------ Information given ------
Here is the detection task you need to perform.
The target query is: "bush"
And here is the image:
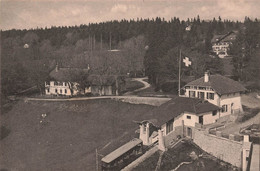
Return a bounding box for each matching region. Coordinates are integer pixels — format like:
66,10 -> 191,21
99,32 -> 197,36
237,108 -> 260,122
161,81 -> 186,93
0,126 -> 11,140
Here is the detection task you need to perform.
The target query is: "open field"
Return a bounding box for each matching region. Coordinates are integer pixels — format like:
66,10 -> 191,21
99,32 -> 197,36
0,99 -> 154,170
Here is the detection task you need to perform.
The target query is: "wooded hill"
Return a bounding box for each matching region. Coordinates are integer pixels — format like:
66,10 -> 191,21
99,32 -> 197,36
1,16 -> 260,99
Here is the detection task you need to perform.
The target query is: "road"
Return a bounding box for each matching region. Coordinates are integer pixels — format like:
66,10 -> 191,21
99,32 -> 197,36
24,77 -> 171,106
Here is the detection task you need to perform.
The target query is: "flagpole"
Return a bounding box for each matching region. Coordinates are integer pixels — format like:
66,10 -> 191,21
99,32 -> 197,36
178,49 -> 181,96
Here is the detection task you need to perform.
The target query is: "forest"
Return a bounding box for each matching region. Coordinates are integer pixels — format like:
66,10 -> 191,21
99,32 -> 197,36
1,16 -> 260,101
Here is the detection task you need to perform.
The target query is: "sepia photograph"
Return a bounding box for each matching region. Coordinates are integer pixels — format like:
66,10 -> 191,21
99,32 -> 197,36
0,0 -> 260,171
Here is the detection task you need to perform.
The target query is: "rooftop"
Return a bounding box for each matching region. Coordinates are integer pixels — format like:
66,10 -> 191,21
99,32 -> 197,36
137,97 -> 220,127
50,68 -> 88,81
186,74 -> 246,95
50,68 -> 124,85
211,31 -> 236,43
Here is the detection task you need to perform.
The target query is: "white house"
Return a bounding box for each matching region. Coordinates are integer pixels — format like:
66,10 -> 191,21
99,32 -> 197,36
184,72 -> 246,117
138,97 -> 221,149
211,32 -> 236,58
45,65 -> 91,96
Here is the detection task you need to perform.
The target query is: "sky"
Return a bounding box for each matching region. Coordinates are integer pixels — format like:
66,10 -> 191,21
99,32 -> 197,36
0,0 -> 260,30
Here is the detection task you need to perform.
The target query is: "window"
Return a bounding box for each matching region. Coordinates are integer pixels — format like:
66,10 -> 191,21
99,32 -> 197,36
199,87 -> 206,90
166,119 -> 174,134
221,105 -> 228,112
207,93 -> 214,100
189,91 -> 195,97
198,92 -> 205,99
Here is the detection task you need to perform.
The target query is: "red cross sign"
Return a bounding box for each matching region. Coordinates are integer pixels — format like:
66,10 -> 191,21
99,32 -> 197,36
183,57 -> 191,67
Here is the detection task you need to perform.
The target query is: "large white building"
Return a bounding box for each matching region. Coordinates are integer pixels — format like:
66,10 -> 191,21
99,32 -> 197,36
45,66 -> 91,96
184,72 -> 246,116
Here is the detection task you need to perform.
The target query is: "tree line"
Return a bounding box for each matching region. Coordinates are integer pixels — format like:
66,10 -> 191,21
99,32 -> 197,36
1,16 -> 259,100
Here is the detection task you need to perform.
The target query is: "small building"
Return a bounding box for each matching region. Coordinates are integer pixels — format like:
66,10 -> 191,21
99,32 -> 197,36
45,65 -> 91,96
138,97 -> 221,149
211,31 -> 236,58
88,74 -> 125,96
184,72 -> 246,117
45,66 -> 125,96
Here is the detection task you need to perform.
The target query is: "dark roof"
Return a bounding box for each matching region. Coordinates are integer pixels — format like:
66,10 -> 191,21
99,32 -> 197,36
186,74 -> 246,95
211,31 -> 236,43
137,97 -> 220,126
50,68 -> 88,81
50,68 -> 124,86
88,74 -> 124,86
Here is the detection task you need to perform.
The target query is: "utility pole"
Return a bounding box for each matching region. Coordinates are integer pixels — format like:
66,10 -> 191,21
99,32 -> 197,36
------
------ Information given ------
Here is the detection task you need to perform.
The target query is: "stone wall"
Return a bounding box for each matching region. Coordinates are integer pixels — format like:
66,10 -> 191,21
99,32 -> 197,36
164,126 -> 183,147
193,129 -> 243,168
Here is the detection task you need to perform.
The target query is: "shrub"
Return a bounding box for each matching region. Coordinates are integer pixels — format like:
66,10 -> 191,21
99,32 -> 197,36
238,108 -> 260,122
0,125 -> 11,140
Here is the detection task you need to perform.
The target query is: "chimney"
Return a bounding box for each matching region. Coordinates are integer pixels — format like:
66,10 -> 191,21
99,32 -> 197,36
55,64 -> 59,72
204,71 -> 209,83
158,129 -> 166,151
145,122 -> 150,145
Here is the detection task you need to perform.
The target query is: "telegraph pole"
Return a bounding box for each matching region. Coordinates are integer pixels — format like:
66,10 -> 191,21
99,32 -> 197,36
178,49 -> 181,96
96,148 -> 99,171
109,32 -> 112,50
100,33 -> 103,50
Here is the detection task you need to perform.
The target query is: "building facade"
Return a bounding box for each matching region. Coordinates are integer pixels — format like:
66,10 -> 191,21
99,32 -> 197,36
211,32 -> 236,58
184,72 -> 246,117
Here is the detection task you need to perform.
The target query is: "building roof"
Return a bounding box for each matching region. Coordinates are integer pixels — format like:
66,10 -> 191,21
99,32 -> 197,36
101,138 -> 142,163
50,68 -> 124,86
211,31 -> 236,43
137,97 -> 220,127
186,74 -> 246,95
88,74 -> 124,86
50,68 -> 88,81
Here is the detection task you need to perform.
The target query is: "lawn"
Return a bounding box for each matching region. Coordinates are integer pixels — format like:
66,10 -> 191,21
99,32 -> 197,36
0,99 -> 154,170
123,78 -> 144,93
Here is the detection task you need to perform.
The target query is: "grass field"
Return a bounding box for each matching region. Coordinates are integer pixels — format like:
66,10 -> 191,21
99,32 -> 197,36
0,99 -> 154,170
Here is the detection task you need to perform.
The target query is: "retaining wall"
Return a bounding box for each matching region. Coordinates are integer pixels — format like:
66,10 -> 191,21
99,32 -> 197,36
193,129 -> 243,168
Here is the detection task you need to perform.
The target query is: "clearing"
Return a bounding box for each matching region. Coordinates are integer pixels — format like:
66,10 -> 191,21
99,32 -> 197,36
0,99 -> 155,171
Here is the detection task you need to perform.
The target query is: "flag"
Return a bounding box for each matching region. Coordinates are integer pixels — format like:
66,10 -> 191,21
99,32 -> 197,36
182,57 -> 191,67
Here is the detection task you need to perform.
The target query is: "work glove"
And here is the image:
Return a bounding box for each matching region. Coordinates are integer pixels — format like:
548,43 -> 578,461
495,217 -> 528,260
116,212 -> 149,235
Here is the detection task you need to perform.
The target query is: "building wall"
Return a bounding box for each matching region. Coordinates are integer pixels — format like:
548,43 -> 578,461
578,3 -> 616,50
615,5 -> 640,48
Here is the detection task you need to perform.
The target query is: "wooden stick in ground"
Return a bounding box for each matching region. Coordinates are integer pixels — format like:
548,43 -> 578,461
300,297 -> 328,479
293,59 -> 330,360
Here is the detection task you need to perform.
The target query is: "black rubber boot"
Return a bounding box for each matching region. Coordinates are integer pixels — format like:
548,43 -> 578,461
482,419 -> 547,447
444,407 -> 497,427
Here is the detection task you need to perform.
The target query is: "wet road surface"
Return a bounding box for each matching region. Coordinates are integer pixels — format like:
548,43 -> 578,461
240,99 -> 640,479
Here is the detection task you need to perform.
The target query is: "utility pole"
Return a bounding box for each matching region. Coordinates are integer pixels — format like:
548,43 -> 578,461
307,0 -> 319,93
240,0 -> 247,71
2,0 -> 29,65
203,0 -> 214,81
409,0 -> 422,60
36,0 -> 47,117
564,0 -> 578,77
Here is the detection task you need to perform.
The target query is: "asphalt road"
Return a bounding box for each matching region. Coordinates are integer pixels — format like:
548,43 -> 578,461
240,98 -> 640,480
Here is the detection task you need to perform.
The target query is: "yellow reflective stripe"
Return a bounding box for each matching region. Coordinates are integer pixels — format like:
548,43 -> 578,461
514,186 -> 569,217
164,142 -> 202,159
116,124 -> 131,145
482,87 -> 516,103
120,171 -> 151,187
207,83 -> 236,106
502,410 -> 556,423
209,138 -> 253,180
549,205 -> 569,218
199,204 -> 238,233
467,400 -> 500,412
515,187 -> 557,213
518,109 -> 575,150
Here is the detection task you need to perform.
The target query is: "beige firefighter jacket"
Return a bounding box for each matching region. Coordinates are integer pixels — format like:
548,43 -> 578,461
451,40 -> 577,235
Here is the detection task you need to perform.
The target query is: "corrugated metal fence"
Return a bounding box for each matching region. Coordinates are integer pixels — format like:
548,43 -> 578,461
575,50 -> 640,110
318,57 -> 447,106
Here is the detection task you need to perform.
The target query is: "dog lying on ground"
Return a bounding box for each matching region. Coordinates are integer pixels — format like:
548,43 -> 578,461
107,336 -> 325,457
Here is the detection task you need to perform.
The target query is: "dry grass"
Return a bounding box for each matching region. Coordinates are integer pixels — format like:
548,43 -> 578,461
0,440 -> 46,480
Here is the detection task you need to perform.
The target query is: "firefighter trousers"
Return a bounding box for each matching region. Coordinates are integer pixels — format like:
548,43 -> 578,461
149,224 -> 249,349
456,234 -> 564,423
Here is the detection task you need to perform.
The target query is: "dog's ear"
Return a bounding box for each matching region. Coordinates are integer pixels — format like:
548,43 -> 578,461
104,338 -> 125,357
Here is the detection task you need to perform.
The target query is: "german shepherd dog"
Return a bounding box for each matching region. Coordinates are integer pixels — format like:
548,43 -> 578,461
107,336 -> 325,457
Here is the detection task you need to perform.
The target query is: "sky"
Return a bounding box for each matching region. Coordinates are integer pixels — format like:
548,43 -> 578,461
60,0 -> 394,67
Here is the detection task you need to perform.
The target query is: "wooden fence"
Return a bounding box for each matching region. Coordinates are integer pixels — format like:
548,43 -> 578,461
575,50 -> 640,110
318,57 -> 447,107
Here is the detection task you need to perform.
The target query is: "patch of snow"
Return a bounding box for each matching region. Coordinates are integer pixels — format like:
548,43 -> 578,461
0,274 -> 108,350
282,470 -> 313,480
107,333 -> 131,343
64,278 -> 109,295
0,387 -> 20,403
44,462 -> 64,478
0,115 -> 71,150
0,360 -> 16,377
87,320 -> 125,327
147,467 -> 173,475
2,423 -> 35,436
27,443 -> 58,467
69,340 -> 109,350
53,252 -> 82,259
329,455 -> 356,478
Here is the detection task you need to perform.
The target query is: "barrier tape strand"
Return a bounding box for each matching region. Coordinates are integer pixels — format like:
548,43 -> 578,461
------
------ Information given ------
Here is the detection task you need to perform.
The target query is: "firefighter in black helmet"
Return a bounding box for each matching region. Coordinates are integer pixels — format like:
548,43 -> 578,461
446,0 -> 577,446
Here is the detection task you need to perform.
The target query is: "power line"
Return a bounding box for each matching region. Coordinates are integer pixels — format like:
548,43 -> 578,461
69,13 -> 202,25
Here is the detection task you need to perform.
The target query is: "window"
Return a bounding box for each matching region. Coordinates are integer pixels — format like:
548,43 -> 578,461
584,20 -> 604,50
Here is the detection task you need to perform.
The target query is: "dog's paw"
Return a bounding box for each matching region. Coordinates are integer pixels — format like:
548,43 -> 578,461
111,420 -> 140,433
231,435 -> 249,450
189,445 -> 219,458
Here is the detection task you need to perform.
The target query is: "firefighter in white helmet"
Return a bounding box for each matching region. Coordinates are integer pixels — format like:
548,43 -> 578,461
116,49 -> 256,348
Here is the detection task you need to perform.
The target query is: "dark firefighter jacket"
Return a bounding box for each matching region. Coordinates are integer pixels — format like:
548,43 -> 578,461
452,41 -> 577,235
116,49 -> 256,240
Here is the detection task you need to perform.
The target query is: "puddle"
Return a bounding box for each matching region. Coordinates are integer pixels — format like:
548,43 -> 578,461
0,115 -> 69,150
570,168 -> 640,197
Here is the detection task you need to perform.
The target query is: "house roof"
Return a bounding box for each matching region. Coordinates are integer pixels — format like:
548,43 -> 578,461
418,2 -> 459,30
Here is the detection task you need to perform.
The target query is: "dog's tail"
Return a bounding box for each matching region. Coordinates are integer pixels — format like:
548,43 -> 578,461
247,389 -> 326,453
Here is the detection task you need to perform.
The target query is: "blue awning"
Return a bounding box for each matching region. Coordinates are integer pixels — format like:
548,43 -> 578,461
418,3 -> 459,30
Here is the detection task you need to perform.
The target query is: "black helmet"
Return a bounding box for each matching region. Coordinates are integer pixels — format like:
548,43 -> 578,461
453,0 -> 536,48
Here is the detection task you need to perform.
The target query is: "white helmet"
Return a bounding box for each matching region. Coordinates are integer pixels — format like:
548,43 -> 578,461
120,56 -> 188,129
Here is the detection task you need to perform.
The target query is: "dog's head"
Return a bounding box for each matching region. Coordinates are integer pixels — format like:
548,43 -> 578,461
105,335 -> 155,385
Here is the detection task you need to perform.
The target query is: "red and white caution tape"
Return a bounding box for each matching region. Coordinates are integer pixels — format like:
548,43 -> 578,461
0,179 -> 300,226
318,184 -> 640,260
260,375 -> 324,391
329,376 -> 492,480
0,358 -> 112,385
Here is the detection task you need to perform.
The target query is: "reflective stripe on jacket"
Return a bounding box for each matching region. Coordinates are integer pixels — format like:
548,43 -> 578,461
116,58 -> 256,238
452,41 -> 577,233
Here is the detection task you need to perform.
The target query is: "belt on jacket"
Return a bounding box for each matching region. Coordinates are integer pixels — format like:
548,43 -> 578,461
------
Quote each line of the material above that includes the word "building".

| Exercise result |
The target query is: "large white building"
The target query is: "small building"
The target query is: "building facade"
The target query is: "building roof"
The target query is: "building wall"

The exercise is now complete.